All lines from the one with "Detect long gold" onward, through the last line of the records below, are to be retyped word for word.

* STORED DATA *
---*---

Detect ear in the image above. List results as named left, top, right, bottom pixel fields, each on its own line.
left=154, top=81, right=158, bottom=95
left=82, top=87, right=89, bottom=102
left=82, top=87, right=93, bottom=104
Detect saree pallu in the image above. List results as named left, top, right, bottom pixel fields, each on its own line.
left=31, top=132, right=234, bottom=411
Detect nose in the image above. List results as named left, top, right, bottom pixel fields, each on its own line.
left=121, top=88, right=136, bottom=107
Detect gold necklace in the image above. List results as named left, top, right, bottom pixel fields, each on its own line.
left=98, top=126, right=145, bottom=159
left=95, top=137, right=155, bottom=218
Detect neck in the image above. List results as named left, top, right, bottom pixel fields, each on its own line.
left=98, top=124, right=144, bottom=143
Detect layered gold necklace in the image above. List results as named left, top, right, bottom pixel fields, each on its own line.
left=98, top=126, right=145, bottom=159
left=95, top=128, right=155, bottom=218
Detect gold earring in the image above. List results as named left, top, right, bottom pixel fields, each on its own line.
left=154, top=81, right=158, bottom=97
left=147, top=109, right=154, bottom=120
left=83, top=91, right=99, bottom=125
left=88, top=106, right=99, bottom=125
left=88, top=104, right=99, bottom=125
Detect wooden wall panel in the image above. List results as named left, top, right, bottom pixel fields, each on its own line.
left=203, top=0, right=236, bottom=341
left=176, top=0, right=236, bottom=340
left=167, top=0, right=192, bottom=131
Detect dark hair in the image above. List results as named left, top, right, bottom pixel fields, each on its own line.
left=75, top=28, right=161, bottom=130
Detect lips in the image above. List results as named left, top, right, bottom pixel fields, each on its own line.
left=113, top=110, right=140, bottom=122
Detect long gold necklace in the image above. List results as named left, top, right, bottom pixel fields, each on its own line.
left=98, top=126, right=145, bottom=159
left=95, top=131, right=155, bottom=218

---*---

* RESULT OF THIS EXERCISE *
Detect long gold necklace in the image above. List results as named left, top, right, bottom pixel fields, each on its own line.
left=98, top=126, right=145, bottom=159
left=95, top=131, right=155, bottom=218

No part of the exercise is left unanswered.